Collection entries:
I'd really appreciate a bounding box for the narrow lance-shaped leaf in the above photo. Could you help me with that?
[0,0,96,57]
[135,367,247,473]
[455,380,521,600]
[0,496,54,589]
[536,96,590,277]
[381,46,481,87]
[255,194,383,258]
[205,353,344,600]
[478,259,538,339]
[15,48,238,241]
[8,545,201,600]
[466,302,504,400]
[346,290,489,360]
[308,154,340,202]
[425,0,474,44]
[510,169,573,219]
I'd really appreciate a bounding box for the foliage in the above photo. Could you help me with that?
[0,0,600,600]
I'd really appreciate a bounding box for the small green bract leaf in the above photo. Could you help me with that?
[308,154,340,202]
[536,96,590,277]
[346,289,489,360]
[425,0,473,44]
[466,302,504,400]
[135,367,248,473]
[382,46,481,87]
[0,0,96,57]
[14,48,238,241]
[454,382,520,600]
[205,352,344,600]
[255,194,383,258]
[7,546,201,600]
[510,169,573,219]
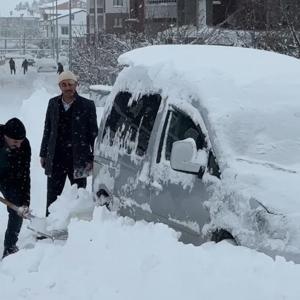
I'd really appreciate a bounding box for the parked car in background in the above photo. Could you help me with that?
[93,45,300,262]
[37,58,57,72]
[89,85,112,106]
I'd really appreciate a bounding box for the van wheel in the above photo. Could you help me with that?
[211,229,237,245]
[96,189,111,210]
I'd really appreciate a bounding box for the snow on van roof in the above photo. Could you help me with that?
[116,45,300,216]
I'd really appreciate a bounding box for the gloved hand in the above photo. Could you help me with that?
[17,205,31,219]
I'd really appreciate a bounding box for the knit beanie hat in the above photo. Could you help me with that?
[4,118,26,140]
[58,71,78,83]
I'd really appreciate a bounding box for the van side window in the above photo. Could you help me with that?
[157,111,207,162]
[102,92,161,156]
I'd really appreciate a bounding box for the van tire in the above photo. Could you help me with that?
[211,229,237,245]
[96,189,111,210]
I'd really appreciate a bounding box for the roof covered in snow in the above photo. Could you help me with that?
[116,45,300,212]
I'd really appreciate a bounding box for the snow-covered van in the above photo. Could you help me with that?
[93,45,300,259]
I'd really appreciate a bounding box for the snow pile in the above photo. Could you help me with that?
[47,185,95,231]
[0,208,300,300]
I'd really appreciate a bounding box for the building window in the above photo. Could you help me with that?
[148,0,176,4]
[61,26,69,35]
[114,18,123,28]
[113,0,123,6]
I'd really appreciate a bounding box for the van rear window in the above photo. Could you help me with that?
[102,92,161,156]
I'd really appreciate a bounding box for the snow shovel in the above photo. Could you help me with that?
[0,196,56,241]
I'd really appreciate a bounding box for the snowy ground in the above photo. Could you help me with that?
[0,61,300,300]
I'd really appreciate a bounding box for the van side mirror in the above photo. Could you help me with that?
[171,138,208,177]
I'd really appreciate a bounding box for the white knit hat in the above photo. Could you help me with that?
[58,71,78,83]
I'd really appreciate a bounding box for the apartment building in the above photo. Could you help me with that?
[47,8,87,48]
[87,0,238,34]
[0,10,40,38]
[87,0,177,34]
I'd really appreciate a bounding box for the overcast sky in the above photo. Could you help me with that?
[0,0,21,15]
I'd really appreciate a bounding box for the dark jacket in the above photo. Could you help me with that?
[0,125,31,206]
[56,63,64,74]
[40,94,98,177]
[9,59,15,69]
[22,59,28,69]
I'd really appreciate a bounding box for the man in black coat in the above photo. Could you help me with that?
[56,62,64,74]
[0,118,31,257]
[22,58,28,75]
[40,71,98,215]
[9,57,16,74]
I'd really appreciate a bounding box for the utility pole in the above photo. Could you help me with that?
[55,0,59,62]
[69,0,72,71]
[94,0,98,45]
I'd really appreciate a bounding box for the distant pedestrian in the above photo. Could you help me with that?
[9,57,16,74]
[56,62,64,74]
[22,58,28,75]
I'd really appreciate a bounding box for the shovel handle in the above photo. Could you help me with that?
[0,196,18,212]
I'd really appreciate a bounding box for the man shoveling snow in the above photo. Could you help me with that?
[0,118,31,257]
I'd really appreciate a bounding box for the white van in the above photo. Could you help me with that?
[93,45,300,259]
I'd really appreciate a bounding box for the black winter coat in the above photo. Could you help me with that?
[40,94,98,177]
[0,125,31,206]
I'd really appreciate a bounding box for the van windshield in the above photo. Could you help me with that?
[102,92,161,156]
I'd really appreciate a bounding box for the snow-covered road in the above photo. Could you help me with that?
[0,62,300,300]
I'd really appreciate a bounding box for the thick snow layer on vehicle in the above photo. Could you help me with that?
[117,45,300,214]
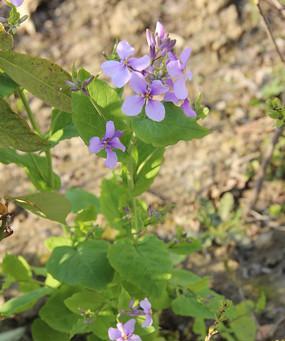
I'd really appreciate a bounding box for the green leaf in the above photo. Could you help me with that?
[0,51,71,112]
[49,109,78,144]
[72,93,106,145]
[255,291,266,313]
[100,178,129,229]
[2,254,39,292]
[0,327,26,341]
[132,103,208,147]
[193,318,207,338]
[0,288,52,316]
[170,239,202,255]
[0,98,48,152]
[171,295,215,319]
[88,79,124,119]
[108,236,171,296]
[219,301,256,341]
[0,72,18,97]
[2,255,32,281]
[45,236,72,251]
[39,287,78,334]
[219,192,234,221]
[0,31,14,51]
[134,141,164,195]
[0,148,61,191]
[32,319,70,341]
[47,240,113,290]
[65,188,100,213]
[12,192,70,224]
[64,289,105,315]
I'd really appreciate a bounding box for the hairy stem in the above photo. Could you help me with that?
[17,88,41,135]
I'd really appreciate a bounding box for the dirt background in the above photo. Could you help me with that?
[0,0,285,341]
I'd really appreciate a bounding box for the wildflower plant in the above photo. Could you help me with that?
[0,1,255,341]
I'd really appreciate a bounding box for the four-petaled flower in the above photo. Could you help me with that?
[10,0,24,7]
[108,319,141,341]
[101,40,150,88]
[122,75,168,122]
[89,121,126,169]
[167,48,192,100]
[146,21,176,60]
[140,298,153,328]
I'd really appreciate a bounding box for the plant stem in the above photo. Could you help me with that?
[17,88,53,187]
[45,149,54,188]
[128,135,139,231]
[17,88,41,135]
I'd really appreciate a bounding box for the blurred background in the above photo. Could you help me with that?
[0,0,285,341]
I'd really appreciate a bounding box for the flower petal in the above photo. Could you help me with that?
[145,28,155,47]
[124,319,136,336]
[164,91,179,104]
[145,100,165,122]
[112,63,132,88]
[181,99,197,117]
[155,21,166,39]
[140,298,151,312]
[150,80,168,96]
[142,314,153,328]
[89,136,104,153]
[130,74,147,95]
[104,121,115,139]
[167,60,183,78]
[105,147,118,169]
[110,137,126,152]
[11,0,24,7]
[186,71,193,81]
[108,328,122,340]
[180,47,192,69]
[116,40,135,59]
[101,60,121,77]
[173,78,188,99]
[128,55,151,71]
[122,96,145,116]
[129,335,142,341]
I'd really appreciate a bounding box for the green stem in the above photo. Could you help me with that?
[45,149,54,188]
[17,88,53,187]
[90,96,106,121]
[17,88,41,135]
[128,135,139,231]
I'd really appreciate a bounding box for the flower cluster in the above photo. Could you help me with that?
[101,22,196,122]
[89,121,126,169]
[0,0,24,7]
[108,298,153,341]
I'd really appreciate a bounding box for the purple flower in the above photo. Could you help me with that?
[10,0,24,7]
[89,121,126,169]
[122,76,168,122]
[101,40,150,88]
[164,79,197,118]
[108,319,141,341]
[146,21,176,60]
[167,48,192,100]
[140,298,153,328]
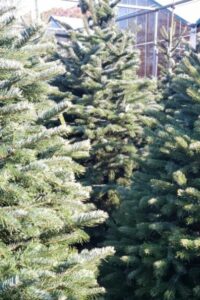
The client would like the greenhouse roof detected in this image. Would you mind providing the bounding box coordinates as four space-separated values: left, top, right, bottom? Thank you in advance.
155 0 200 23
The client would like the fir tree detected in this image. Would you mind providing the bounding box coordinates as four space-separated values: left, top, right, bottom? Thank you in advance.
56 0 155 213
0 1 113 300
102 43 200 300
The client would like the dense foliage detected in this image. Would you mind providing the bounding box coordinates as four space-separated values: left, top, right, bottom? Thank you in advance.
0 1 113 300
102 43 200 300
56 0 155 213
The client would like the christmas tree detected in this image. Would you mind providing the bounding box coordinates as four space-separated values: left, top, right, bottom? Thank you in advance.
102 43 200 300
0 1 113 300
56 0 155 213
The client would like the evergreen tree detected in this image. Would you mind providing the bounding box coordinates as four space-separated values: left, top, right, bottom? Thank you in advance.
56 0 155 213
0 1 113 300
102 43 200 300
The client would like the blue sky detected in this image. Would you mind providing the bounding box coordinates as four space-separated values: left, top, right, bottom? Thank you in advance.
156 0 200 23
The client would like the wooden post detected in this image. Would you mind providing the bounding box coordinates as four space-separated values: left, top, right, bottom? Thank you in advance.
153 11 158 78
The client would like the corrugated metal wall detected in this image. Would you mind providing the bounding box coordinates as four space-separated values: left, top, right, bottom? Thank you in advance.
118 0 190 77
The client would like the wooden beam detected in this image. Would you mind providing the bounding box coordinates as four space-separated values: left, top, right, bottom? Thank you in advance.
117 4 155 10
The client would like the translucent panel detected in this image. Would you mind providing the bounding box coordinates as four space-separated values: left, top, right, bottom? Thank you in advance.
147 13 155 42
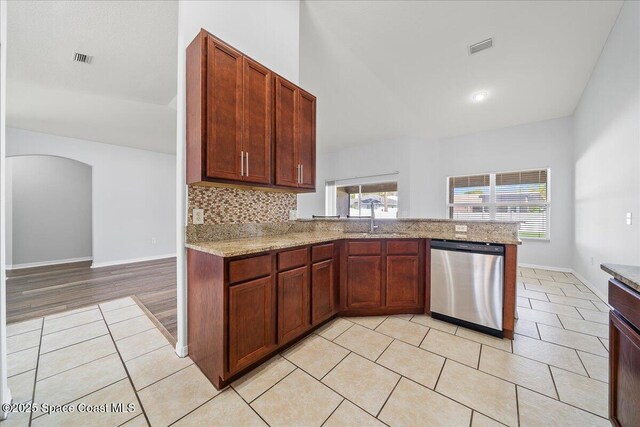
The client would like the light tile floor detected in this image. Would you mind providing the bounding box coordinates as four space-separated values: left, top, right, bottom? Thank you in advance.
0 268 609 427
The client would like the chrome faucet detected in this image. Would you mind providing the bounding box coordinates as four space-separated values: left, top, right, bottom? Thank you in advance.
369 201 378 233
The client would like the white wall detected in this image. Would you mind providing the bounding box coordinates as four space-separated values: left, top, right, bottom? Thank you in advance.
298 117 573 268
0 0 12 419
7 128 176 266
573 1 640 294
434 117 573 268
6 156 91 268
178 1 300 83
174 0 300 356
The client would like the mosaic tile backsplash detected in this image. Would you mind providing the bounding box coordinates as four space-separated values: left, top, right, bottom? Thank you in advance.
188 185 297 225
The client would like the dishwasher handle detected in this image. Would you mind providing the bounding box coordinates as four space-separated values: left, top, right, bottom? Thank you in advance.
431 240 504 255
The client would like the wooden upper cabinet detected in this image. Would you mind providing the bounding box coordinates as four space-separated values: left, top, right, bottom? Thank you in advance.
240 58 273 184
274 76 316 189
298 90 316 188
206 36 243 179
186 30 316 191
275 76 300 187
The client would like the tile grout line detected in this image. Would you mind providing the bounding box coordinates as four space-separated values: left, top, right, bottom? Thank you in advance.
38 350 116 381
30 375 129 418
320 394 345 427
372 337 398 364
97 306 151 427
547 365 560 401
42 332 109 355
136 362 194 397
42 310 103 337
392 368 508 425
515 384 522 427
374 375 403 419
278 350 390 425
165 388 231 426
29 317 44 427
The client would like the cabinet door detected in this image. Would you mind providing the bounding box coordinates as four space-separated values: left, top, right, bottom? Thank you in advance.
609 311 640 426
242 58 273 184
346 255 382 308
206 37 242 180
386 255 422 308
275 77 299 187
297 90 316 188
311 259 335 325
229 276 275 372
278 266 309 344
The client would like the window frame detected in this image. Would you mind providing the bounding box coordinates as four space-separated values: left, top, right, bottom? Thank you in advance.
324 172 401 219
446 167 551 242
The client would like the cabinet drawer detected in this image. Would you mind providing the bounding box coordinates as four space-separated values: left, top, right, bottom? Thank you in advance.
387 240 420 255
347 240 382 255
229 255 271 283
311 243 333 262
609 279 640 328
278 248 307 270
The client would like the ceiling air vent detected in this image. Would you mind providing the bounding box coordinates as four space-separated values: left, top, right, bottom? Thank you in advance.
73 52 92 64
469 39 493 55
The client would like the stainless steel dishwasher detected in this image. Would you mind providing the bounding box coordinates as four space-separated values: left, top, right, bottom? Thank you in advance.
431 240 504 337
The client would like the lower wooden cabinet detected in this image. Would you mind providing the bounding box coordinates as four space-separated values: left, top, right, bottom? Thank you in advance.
...
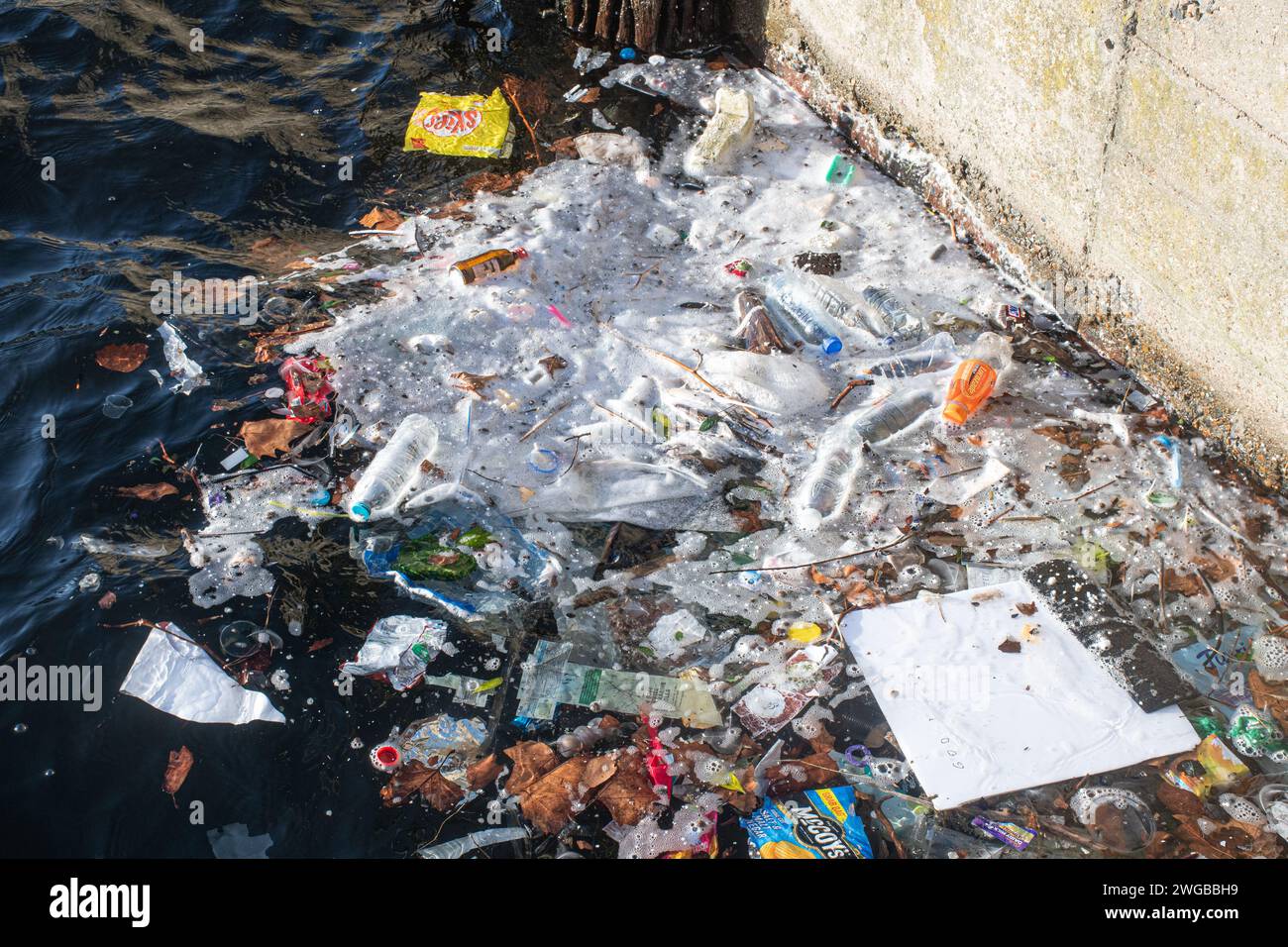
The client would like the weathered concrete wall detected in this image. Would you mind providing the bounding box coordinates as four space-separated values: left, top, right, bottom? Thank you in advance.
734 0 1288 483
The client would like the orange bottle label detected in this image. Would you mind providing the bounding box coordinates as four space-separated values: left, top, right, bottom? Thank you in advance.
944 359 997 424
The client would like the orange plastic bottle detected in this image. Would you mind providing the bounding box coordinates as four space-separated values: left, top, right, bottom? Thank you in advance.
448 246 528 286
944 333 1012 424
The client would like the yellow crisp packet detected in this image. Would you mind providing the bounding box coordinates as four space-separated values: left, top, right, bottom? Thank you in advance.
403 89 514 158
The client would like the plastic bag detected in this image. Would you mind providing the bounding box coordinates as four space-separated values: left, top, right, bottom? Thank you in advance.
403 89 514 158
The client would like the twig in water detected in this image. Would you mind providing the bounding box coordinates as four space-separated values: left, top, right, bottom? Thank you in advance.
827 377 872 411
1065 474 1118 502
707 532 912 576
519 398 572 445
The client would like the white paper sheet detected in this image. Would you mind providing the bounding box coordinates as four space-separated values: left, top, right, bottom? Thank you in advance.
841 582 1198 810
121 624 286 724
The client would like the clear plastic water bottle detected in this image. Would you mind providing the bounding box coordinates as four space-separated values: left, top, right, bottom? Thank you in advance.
--
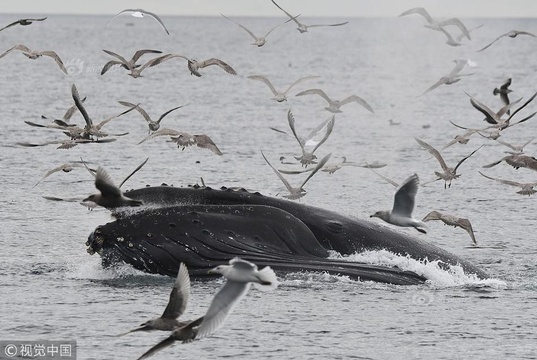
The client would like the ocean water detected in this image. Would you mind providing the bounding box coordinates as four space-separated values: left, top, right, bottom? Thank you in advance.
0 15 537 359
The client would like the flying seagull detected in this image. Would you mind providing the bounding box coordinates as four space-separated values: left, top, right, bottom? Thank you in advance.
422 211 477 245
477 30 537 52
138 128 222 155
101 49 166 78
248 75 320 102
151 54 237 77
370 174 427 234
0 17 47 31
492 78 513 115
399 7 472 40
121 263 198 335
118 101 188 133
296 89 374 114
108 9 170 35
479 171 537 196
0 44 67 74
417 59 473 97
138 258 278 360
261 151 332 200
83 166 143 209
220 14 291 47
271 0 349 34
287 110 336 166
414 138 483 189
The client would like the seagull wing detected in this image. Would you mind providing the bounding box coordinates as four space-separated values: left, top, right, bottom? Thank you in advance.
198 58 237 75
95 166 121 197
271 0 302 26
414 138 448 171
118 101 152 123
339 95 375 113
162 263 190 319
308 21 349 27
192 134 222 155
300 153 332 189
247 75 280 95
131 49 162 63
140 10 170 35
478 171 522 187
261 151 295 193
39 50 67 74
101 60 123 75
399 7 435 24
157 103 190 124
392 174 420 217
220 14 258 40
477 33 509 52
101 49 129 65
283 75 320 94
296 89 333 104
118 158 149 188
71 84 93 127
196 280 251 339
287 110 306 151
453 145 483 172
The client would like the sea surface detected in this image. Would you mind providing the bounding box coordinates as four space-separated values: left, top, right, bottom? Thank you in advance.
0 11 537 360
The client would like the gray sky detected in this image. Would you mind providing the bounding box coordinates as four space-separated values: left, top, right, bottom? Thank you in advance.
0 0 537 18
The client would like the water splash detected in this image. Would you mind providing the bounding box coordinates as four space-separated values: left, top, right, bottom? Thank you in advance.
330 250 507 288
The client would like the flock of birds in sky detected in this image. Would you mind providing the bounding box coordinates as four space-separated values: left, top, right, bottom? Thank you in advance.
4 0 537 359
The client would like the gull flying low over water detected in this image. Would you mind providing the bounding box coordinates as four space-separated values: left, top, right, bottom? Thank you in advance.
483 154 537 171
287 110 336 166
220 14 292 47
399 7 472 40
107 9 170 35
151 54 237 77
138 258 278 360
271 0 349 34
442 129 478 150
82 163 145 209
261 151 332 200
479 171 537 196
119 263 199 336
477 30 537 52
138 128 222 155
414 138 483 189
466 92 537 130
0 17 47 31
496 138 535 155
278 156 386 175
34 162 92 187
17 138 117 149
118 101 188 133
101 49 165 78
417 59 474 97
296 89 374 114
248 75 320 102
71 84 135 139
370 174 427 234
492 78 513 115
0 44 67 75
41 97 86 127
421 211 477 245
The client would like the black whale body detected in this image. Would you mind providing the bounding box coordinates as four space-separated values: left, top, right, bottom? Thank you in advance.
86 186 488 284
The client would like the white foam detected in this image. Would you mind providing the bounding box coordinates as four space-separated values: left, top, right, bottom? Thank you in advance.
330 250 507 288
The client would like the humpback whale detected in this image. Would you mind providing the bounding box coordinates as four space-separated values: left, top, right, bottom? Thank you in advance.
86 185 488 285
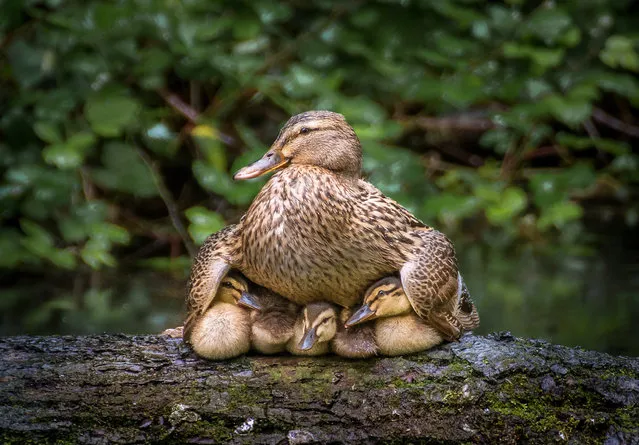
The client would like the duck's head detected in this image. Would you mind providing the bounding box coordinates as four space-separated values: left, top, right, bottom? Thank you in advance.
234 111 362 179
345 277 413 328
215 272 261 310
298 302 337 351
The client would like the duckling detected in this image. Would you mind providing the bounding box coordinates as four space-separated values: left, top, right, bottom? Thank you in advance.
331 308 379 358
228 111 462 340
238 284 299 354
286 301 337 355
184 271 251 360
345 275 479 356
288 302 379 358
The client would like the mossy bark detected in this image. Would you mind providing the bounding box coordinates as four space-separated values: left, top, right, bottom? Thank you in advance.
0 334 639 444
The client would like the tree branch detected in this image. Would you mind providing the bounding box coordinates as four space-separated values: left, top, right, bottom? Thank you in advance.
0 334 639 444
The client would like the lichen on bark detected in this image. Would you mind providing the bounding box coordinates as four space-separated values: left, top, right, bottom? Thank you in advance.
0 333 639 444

* **WORK INSTRUCTIONS**
Rewrite the data from the line with "I'd really appreciate a bounding box for the van rear" to the line with "[171,138,208,177]", requests included, and shift every bounding box coordinate up by 27.

* **RESULT BELOW**
I'd really appreciate a bounding box for the van rear window in the above photo. Could you help me with that?
[129,119,188,183]
I'd really appreciate a bounding box for the snow shovel in the above photo. Could you help me with that?
[27,223,83,268]
I'd really appreciate a bounding box for the snowy ground in the above photo. Could you help me with that?
[27,88,327,327]
I'd really appreciate a bounding box for the van side mirror in the above photo. Could you help me with that?
[198,165,235,204]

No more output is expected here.